PAGE EXCERPT:
· · · · ·

All this is meant to be accepted seriously, but not too seriously. Like the Latin-bred music that gives the picture its momentum, the film is a feast for the senses, if not for the mind. It'll keep your toes tapping and your eyes jumping. Don't try to think about it, though, or find hidden depths in its corny plot. There aren't any.
The heroes of "The Mambo Kings" are two Cuban brothers named Cesar and Nestor, who leave Havana in 1952 and head for New York, determined to set the music scene on fire with their throbbing Latin rhythms. They take day jobs in a meat-packing plant. But their hearts only come alive after the sun goes down, when they maneuver for fame and fortune in the nightclub world - a world that has largely faded, and appears quite exotic from a 1990s perspective, but was a thriving part of urban Americana back in the
'50s.
Not surprisingly, the brothers meet many fascinating people on their way to success, including women who win their hearts: a "cigarette girl" who captures Cesar's fancy and an aspiring schoolteacher who takes Nestor's mind off the love he left back home.
But the brothers put most of their emotional energy into their music and into their complicated relationship with each other - which gives the story its main focus, as artistic differences and personality clashes inject dissonant notes into their once-harmonious partnership.
The performances in "The Mambo Kings" are always adequate, if rarely exciting. Armand Assante and Antonio Banderas play Cesar and Nestor with style and conviction. Cathy Moriarty and Maruschka Detmers make the most of their secondary roles as love objects, and two Latin-music legends in real life - Tito Puente and Celia Cruz - are perfect as two Latin-music legends in the movie.

· · · · ·

PARTS OF THE EXERCISE:
1. Duplicate the passage of the Mambo Kings review from "But the brothers" up to and including "in the movie.".
2. Write the next part of the review of "The Mambo Kings," continuing on from its final sentence.

INFORMATION SUPPLIED:
· · · · ·

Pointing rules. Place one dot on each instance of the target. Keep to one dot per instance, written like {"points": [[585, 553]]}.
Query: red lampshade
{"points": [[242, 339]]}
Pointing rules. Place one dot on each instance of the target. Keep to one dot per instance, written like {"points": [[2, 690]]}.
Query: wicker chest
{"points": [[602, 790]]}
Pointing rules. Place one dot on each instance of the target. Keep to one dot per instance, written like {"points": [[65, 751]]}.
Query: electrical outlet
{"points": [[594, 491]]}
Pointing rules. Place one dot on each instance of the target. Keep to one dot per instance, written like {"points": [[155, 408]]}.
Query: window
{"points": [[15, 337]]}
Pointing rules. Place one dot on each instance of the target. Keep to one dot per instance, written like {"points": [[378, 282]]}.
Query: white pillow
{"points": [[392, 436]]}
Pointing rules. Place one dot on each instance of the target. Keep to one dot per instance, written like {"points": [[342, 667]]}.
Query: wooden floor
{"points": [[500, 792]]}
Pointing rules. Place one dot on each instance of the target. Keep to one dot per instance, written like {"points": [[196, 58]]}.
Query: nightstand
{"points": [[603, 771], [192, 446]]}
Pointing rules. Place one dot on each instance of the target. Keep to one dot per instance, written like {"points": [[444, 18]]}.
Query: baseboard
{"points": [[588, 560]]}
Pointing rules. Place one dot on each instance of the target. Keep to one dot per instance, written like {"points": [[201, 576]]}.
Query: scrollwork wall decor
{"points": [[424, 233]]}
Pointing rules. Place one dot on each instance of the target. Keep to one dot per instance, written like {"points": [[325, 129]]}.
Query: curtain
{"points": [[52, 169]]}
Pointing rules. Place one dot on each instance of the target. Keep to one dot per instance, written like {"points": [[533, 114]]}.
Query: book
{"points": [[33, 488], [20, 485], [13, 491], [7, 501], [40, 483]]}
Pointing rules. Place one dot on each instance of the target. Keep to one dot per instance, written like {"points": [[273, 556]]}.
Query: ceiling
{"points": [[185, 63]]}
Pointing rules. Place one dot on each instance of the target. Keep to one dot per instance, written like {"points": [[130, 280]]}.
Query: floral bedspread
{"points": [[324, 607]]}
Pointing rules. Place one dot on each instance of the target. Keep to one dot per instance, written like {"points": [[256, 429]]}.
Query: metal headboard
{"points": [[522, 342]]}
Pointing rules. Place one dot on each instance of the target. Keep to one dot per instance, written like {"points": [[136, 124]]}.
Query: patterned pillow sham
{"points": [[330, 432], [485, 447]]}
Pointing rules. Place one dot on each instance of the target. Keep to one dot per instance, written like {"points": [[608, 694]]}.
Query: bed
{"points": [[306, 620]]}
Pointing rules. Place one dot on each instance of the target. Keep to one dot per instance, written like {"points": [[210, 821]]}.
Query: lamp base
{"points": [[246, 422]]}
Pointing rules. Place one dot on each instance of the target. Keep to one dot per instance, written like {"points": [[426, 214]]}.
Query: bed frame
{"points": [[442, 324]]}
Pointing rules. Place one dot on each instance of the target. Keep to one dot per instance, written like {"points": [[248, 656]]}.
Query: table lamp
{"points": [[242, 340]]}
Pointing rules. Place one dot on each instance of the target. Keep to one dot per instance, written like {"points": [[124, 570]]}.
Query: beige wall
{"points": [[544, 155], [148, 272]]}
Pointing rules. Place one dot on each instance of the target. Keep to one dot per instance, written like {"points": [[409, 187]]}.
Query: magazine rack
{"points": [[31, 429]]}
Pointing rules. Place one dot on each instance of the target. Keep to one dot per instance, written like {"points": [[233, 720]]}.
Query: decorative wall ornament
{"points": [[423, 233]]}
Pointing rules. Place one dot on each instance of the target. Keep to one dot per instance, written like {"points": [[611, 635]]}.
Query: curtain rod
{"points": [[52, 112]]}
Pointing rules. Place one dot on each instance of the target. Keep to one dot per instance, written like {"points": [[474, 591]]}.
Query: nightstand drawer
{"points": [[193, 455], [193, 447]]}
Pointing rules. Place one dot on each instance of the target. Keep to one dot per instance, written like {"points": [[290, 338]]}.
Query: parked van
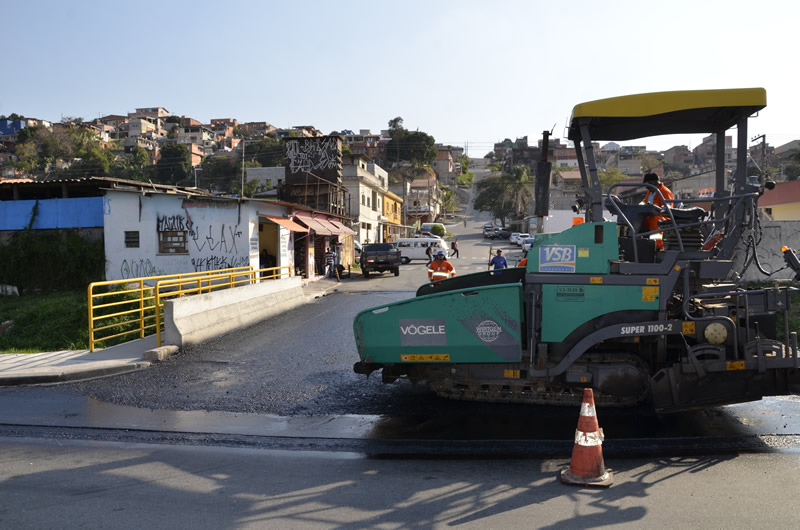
{"points": [[427, 229], [416, 247]]}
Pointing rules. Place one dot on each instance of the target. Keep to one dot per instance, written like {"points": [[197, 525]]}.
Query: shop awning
{"points": [[343, 230], [316, 225], [283, 221]]}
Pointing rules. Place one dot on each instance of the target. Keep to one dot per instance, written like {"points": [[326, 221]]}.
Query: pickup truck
{"points": [[379, 257]]}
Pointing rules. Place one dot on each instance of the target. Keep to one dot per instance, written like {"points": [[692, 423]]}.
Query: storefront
{"points": [[277, 238]]}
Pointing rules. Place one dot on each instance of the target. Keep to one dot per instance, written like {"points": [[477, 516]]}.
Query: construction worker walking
{"points": [[440, 268]]}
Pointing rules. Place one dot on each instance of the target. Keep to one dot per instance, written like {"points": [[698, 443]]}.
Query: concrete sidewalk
{"points": [[75, 365]]}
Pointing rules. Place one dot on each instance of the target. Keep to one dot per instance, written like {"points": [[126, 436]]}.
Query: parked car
{"points": [[527, 244], [502, 233], [416, 247], [520, 238], [380, 257]]}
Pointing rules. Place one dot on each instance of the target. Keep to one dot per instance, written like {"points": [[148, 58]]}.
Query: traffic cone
{"points": [[586, 467]]}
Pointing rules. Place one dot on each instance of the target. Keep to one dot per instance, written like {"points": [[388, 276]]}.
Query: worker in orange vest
{"points": [[651, 223], [440, 268]]}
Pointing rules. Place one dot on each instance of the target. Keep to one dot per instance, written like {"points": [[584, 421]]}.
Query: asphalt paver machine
{"points": [[600, 305]]}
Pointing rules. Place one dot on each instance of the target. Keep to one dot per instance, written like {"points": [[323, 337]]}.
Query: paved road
{"points": [[191, 442], [57, 484], [300, 364]]}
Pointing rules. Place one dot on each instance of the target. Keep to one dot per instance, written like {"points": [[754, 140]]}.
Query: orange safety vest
{"points": [[440, 270]]}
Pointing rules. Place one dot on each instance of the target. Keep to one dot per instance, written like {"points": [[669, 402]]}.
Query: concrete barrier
{"points": [[192, 320], [774, 235]]}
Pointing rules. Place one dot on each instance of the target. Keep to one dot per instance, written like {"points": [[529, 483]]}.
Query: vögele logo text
{"points": [[488, 330]]}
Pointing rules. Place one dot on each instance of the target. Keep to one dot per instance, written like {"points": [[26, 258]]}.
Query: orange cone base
{"points": [[603, 481]]}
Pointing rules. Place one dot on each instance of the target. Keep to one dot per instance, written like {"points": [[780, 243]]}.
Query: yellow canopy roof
{"points": [[657, 113]]}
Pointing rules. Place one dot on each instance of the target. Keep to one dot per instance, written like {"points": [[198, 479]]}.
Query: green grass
{"points": [[46, 322]]}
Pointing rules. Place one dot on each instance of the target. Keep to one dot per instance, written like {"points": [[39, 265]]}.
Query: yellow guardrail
{"points": [[178, 287], [123, 310]]}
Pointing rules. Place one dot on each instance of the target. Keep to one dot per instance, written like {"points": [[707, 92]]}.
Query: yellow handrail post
{"points": [[141, 309], [157, 302], [91, 320]]}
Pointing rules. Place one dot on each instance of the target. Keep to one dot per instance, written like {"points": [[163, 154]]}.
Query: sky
{"points": [[468, 73]]}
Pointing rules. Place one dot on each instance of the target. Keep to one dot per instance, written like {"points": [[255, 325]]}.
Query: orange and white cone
{"points": [[587, 467]]}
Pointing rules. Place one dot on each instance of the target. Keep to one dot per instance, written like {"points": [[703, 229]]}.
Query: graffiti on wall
{"points": [[138, 269], [213, 246], [213, 238], [173, 223], [222, 238], [312, 154], [212, 263]]}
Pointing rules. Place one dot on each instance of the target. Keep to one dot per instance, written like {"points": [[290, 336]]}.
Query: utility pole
{"points": [[763, 139], [244, 144]]}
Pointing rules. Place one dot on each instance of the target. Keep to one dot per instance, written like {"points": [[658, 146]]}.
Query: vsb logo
{"points": [[557, 258]]}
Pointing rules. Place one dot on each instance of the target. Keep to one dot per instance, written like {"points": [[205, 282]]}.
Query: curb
{"points": [[72, 375], [161, 353]]}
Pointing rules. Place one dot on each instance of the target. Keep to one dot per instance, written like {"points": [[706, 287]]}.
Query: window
{"points": [[132, 239], [173, 242]]}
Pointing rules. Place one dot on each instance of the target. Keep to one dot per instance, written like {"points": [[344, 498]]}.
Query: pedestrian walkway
{"points": [[75, 365]]}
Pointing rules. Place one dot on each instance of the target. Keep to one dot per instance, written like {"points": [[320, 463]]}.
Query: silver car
{"points": [[527, 243]]}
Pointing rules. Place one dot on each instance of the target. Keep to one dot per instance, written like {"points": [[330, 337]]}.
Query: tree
{"points": [[792, 171], [519, 189], [175, 165], [269, 151], [27, 155], [95, 161], [418, 147], [609, 177], [219, 174], [396, 133], [649, 163], [135, 166], [491, 198], [252, 186], [396, 124]]}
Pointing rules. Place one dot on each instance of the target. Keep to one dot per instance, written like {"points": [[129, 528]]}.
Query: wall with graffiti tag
{"points": [[159, 234]]}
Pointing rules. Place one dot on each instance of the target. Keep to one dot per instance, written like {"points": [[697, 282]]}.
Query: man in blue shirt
{"points": [[499, 261]]}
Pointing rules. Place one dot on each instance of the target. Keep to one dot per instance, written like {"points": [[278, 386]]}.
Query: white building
{"points": [[164, 233], [367, 184]]}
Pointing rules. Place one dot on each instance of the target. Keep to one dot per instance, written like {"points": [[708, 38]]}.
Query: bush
{"points": [[50, 260]]}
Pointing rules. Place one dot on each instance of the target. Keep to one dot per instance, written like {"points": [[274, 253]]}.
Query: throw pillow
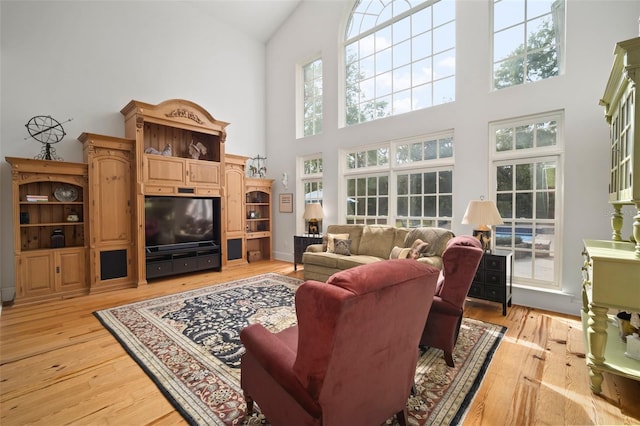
{"points": [[399, 253], [342, 247], [331, 241], [417, 248]]}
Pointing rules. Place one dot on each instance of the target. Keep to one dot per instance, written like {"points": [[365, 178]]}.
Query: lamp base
{"points": [[314, 227], [484, 236]]}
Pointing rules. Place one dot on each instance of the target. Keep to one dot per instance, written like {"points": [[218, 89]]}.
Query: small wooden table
{"points": [[493, 280], [300, 243]]}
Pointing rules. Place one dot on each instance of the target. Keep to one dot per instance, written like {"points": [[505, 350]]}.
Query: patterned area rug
{"points": [[189, 344]]}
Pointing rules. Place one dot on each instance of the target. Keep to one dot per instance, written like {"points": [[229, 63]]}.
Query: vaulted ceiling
{"points": [[257, 18]]}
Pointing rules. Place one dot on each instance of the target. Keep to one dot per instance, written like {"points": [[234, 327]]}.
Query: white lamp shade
{"points": [[313, 211], [482, 213]]}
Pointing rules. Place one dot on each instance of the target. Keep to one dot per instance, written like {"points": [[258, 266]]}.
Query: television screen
{"points": [[178, 220]]}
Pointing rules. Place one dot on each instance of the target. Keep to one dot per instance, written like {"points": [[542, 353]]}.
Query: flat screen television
{"points": [[180, 221]]}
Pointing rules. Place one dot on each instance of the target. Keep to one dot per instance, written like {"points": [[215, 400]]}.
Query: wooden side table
{"points": [[300, 243], [493, 280]]}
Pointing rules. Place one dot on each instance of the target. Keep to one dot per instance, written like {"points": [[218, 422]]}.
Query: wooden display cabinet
{"points": [[258, 206], [49, 234], [622, 114], [112, 250], [179, 151], [179, 147], [611, 268], [234, 216]]}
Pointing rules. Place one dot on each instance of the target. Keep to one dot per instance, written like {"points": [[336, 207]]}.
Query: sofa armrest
{"points": [[276, 358], [315, 248]]}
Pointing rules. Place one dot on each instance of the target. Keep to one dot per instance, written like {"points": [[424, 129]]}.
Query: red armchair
{"points": [[352, 357], [460, 261]]}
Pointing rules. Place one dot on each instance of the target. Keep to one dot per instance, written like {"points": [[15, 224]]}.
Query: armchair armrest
{"points": [[277, 358], [442, 306]]}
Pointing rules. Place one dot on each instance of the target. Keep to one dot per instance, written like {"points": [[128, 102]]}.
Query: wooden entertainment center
{"points": [[96, 239]]}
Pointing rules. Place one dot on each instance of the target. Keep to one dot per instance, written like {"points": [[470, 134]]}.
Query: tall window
{"points": [[310, 169], [527, 158], [312, 180], [404, 183], [312, 98], [399, 57], [528, 41]]}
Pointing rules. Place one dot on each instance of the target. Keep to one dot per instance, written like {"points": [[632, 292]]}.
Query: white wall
{"points": [[593, 27], [87, 60]]}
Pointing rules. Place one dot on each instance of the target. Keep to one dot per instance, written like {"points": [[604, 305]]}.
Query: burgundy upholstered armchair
{"points": [[460, 262], [352, 357]]}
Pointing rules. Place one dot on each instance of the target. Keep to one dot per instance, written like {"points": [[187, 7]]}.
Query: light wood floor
{"points": [[58, 365]]}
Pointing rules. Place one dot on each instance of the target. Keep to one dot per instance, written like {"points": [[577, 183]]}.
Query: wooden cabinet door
{"points": [[36, 276], [70, 270], [203, 173], [159, 170], [235, 196], [111, 197]]}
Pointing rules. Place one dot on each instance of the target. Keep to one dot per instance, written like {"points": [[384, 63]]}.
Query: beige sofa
{"points": [[372, 243]]}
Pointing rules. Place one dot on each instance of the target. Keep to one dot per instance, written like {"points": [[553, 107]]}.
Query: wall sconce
{"points": [[483, 214], [313, 215]]}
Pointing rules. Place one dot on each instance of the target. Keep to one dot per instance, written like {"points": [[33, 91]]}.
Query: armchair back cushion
{"points": [[351, 358], [356, 338]]}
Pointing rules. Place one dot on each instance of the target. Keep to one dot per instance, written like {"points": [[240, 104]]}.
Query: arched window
{"points": [[399, 57]]}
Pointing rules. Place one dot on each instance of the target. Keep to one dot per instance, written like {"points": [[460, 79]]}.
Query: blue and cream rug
{"points": [[189, 344]]}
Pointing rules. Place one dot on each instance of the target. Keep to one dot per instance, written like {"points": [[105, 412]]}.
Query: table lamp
{"points": [[313, 215], [483, 214]]}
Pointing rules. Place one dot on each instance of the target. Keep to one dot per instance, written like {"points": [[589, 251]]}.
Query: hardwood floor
{"points": [[58, 365]]}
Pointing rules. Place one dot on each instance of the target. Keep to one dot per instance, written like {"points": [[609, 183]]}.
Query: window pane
{"points": [[416, 205], [446, 182], [430, 183], [445, 205], [505, 205], [444, 91], [504, 140], [415, 184], [383, 206], [525, 46], [504, 178], [524, 205], [392, 69], [524, 176], [446, 148], [403, 206], [546, 133], [431, 150], [383, 185], [430, 206]]}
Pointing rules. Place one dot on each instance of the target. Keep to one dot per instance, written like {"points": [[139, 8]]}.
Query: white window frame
{"points": [[402, 98], [300, 95], [526, 22], [392, 169], [554, 153], [304, 178]]}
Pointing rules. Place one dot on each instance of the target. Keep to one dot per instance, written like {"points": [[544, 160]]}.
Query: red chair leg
{"points": [[249, 401], [448, 357], [402, 417]]}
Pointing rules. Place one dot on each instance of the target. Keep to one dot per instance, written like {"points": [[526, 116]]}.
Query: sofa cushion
{"points": [[377, 240], [347, 262], [354, 231], [432, 260], [436, 237], [415, 251], [331, 238], [329, 260], [342, 247]]}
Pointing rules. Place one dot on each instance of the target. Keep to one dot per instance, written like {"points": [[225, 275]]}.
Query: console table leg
{"points": [[597, 340]]}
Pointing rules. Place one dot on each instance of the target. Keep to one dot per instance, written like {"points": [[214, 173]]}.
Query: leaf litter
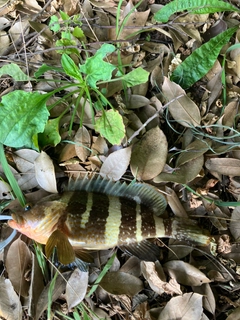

· · · · ·

ANSWERS TO THE TASKS:
1.
But the brothers put most of their emotional energy into their music and into their complicated relationship with each other - which gives the story its main focus, as artistic differences and personality clashes inject dissonant notes into their once-harmonious partnership.
The performances in "The Mambo Kings" are always adequate, if rarely exciting. Armand Assante and Antonio Banderas play Cesar and Nestor with style and conviction. Cathy Moriarty and Maruschka Detmers make the most of their secondary roles as love objects, and two Latin-music legends in real life - Tito Puente and Celia Cruz - are perfect as two Latin-music legends in the movie.

2.
Also on hand is Desi Arnaz Jr., portraying Desi Arnaz Sr., in the film's most original and enjoyable sequence - an appearance by the Mambo Kings on the "I Love Lucy" television show, ingeniously edited so that Cesar and Nestor appear to be playing a hilarious scene with the inimitable Lucille Ball herself.
"The Mambo Kings" was directed by Arne Glimcher, a New York art-gallery owner who has dabbled in movie producing but never directed a film until now. The picture was awaited skeptically - and has been received ungraciously - by snobs in the movie world, who sniff that filmmaking calls for artistic skills beyond the ken of a mere businessperson.
I DISAGREE on two counts. First, the trouble with much of today's Hollywood filmmaking stems from the fact that many "real" directors have more film-school experience than real-world experience. A touch of cross-fertilization from other fields - such as putting an art dealer in the director's chair - could revive some of the diversity that Hollywood used to have, in the days when cinema was young and directors came from all walks of life except film school.
Second, it's obvious that Mr. Glimcher has received plenty of help from first-rate studio professionals. The cinematographer is Michael Ballhaus; the film editor is Claire Simpson; the music was produced by Robert Kraft. To applaud them is not to belittle Glimcher's accomplishment but to compliment him for surrounding himself with top-of-the-line collaborators.
With these things going for it, "The Mambo Kings" might have been an important film if it had something substantial to say about its subjects, which include the complexities of sibling rivalry and the important place of cultural traditions in the lives of immigrants. Unfortunately, the screenplay by Cuban-born scenarist Cynthia Cidre - based on "The Mambo Kings Play Songs of Love," a Pulitzer Prize-winning novel by Oscar Hijuelos - is content to skim along the surface of its material.
Still, the movie makes a rousing debut for filmmaker Glimcher and packs more rollicking music per inch than anything else around. Not to mention a visit from "I Love Lucy," which alone is almost worth the price of admission. Rated R; contains sex and rough language.